● **RECORD SET**:
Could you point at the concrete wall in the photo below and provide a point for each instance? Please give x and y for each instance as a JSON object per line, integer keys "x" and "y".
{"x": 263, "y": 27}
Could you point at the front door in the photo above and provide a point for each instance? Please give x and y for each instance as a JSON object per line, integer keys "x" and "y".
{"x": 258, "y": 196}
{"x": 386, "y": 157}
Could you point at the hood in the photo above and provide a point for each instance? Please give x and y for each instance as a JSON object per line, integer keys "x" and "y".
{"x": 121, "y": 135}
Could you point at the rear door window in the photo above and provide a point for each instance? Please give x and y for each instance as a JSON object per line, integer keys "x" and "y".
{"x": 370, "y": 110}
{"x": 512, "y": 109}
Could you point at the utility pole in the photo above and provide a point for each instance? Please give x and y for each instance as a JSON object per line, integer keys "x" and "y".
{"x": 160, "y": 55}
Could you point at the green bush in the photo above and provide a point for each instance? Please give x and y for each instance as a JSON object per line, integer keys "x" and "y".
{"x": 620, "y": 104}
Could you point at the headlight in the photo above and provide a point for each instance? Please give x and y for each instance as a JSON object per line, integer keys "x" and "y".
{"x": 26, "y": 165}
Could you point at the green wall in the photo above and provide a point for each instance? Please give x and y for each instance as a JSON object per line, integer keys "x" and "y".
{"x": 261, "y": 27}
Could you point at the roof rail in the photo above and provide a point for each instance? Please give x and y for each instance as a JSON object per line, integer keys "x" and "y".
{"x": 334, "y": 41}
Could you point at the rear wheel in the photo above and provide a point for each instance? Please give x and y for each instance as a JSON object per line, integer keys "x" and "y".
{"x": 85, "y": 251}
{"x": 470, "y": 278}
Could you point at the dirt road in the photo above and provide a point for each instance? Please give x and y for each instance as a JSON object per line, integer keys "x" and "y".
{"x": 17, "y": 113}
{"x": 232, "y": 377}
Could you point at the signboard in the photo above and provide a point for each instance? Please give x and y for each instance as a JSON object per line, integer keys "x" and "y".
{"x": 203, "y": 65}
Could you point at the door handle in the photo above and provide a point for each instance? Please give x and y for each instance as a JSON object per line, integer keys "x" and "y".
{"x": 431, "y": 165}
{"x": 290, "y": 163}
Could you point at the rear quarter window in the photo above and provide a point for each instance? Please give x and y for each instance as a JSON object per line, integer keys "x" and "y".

● **WORK INSTRUCTIONS**: Write out the whole listing exactly.

● **EXERCISE SOLUTION**:
Could you point at the concrete wall in the photo below and provide a point for each instance? Please give x and y for each instance as a JSON object per line, integer keys "x" and "y".
{"x": 263, "y": 27}
Could you point at the front door in the photo above and provide a point for each instance? Please give x and y for each instance as a JSON object per line, integer keys "x" and "y".
{"x": 258, "y": 196}
{"x": 386, "y": 157}
Could you point at the hood in the photo above and provide a point for each instance? Please give x and y for each instance as a JSON object per line, integer keys "x" and "y".
{"x": 121, "y": 135}
Could you point at the rear door window in the photo above and provide a point for each instance? Please give x and y for each instance as a JSON object per line, integer keys "x" and "y".
{"x": 370, "y": 110}
{"x": 512, "y": 109}
Could you point at the utility pole in the photo above and provide a point for each instance? Please give x and y for each instance as a JSON object per line, integer keys "x" and "y".
{"x": 160, "y": 55}
Could you point at the green bush in the photo above and provide a point for each instance? Please give x and y for each instance as a JSON object per line, integer keys "x" and "y".
{"x": 620, "y": 104}
Could you point at the headlight in the photo above and provide a point for each instance? Please give x and y for each instance as a JSON object per line, integer keys "x" and "y".
{"x": 26, "y": 165}
Could you point at the green wall in the photo above and provide a point for each instance? Please give x and y for each instance as a JSON object per line, integer keys "x" and "y".
{"x": 261, "y": 27}
Could you point at the roof rail in the photo above and provide a point for each instance? Please give x and y for each instance as a JSON object per line, integer keys "x" and "y".
{"x": 334, "y": 41}
Could you point at the rear wheel in the photo above and provide a point for each instance? Please give x and y for each instance as a JSON object per line, integer keys "x" and "y".
{"x": 85, "y": 251}
{"x": 470, "y": 278}
Could you point at the dirt road in the photo above and provide a point for each instance? Please give x and y for each instance as a JSON object per line, integer keys "x" and "y".
{"x": 17, "y": 113}
{"x": 232, "y": 377}
Could you point at the signboard in the photo above and provide a point for each instance? Please give x and y for each instance as a JSON object per line, integer keys "x" and "y".
{"x": 203, "y": 65}
Could you point at the door handle in the photo above and provide a point for each instance? Please give x and y for each instance as a JSON object per line, integer keys "x" and "y".
{"x": 431, "y": 165}
{"x": 290, "y": 163}
Could you point at the rear quarter window in the photo above and provide a point for each instance? Please give x and y for each instance as a JSON object per line, integer keys "x" and "y".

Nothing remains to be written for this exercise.